Record excerpts:
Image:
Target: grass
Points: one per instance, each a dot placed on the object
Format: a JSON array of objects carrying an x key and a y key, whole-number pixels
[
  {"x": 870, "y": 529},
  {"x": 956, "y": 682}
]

Task directions:
Reproduce the data above line for line, leaving every character unchanged.

Solved problem:
Image:
Target: grass
Points: one per instance, each a dot placed on the object
Format: a JSON array of objects carrying an x key and a y key, whole-number pixels
[
  {"x": 870, "y": 529},
  {"x": 956, "y": 682}
]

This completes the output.